Object point labels
──────────────────────────────
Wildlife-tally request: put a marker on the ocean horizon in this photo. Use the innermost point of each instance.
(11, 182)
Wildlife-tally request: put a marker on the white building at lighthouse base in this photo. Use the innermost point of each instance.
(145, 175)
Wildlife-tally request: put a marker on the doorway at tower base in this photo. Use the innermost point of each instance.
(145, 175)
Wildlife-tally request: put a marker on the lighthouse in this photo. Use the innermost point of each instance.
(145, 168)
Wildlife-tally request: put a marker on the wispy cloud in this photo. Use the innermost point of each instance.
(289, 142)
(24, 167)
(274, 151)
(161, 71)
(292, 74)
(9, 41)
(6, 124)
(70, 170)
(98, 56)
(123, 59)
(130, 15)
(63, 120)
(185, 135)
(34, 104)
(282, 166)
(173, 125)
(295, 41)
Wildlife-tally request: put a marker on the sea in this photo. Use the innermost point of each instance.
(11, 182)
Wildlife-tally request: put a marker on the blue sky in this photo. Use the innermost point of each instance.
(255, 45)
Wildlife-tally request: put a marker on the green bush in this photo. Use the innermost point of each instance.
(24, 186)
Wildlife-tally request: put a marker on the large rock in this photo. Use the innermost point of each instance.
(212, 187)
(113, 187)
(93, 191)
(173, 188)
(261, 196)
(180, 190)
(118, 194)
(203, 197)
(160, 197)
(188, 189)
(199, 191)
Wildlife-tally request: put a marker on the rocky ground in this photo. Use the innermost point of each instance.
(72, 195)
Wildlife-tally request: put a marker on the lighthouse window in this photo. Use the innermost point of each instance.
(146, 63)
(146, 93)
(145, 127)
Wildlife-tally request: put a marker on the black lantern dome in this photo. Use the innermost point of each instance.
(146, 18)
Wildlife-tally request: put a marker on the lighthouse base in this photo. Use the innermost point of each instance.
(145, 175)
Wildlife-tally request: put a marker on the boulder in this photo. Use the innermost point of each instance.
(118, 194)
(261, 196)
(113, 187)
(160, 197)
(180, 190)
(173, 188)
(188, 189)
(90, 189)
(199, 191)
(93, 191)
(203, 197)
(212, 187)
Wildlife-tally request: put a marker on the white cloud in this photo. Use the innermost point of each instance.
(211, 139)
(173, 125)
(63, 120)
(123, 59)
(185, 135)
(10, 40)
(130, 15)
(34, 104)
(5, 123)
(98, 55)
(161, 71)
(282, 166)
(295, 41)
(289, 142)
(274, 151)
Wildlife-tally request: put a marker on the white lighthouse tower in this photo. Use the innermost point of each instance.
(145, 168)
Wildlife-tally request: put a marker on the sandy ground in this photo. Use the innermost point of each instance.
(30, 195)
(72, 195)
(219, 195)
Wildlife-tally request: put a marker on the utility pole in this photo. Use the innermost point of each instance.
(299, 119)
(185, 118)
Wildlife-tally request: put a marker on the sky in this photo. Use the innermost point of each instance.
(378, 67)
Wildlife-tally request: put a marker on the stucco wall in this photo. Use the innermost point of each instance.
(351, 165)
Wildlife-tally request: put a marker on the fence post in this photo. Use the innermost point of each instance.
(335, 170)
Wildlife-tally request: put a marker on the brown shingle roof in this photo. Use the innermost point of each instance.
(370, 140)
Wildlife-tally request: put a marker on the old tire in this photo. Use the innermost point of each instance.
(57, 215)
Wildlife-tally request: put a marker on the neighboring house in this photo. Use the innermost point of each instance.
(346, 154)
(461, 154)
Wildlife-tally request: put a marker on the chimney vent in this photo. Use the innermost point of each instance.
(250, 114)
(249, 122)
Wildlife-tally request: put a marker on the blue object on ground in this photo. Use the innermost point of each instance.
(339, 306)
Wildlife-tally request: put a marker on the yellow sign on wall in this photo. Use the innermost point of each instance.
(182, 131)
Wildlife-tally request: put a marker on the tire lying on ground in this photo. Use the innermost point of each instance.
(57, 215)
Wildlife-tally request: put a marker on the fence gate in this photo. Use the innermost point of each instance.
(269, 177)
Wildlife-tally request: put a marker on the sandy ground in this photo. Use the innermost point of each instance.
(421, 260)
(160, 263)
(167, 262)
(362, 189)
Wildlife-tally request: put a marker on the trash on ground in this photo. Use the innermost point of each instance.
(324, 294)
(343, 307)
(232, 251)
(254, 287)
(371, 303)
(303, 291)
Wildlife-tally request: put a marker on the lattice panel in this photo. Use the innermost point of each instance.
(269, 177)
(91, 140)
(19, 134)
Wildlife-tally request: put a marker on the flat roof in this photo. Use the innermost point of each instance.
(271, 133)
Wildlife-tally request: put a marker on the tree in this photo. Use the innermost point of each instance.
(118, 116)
──────────────────────────────
Swap every "put a marker on" in the lines above for "place a point on", leaving the rest of the text unchanged.

Wildlife-tally request: place a point on the ocean horizon in this photo. Use the innermost point of each instance.
(11, 182)
Wildlife-tally request: place a point on the white building at lighthouse base in this photo. Use the innermost point of each instance.
(145, 175)
Wildlife-tally request: place a point on the doorway at tower base in this photo. Use the innermost point of each instance.
(145, 175)
Wildlife-tally request: place a point on the lighthouse in this photo. Use the innermost point of each instance.
(145, 168)
Wildlife-tally request: place a point on the wispy cloud in this photo. Use the innermost point of each instance.
(289, 142)
(24, 167)
(274, 151)
(161, 71)
(292, 74)
(9, 41)
(6, 124)
(70, 170)
(98, 56)
(123, 59)
(130, 15)
(63, 120)
(185, 135)
(34, 104)
(282, 166)
(173, 125)
(295, 41)
Wildlife-tally request: place a point on the sea in this photo. Use the innermost point of each instance.
(11, 182)
Wildlife-tally request: place a point on the blue sky in this photo. Use the innermost point of each instance.
(255, 45)
Wildlife-tally request: place a point on the green bush in this photo. Use the innermost point of each instance.
(24, 186)
Wildlife-tally request: place a point on the large rock in this photo. Use the innermost point of each instance.
(212, 187)
(113, 187)
(93, 191)
(173, 188)
(261, 196)
(180, 190)
(118, 194)
(203, 197)
(160, 197)
(188, 189)
(199, 191)
Wildlife-tally request: place a point on the rocky ground in this photo. Use the innermost point of each instance.
(72, 195)
Wildlife-tally request: place a point on the lighthouse window in this photo. Use the innermost point of each instance.
(146, 63)
(146, 93)
(145, 127)
Wildlife-tally request: place a point on the black lantern dome in this photo. Use the innermost point of each instance.
(146, 18)
Wildlife-tally request: place a point on the lighthouse base in this photo. Use the innermost point of each instance.
(145, 175)
Wildlife-tally request: place a point on the boulder in this photo. Use the innermost point of each instance.
(118, 194)
(261, 196)
(113, 187)
(160, 197)
(180, 190)
(173, 188)
(188, 189)
(90, 189)
(199, 191)
(93, 191)
(203, 197)
(212, 187)
Wildlife-tally request: place a point on the white cloud in this photo. Use the innermost point of each instance.
(211, 139)
(173, 125)
(63, 120)
(123, 59)
(185, 135)
(10, 40)
(130, 15)
(34, 104)
(5, 123)
(98, 55)
(161, 71)
(282, 166)
(295, 41)
(289, 142)
(274, 151)
Wildlife-tally request: place a point on the white lighthouse tower in this photo. Use the innermost point of each instance.
(145, 168)
Wildlife-tally request: place a point on the sandy ground in this photo. Use the innermost point of each instance.
(30, 195)
(72, 195)
(219, 195)
Wildlife-tally request: place a point on the utility pole in this photo. Use the innermost point of each instance.
(299, 119)
(185, 118)
Wildlife-tally request: place a point on the sky in this photo. Use the innermost point of each instance.
(378, 67)
Wildlife-tally request: place a point on the stucco wall in this photo. Use the innermost point of each instance.
(351, 165)
Wildlife-tally request: place a point on the fence post in this photo. Use the innermost point of each instance.
(335, 170)
Wildlife-tally request: place a point on the brown shingle roof in this photo. Use the innermost point of each instance.
(370, 140)
Wildlife-tally request: place a point on the old tire in this photo. Use the innermost point of each instance.
(57, 215)
Wildlife-tally request: place a point on the neighboring house in this photo. Use the innermost point of each instance.
(346, 154)
(461, 154)
Wildlife-tally request: place a point on the chimney vent in this photo. Use the innermost point of each instance.
(250, 114)
(249, 122)
Wildlife-tally request: place a point on the blue object on ground in this photo. Use the innermost point of each instance.
(339, 306)
Wildlife-tally request: place a point on the yellow sign on wall in this photo. Use the innermost point of each instance.
(182, 131)
Wildlife-tally request: place a point on the tire lying on ground in this photo. Use the innermost point of each instance.
(57, 215)
Wildlife-tally request: place a point on the fence gate in this photo. Use the innermost point of each instance.
(269, 177)
Wildlife-tally request: place a point on the sandy ground in this photo. Use the innermost point of each instance.
(421, 260)
(160, 263)
(167, 262)
(362, 189)
Wildlife-tally request: place a point on the trash on ground in this photo. Use the innermost point of each instance.
(324, 294)
(343, 307)
(232, 251)
(254, 287)
(371, 303)
(303, 291)
Wildlife-tally request: place a point on the lattice panel in this photo. Use the innermost point of each instance.
(269, 177)
(91, 140)
(19, 134)
Wildlife-tally request: place a point on the flat roof in this photo. Use the innermost point of each instance.
(271, 133)
Wildlife-tally request: place a point on the tree in this photo. Use the innermost point of each instance.
(118, 116)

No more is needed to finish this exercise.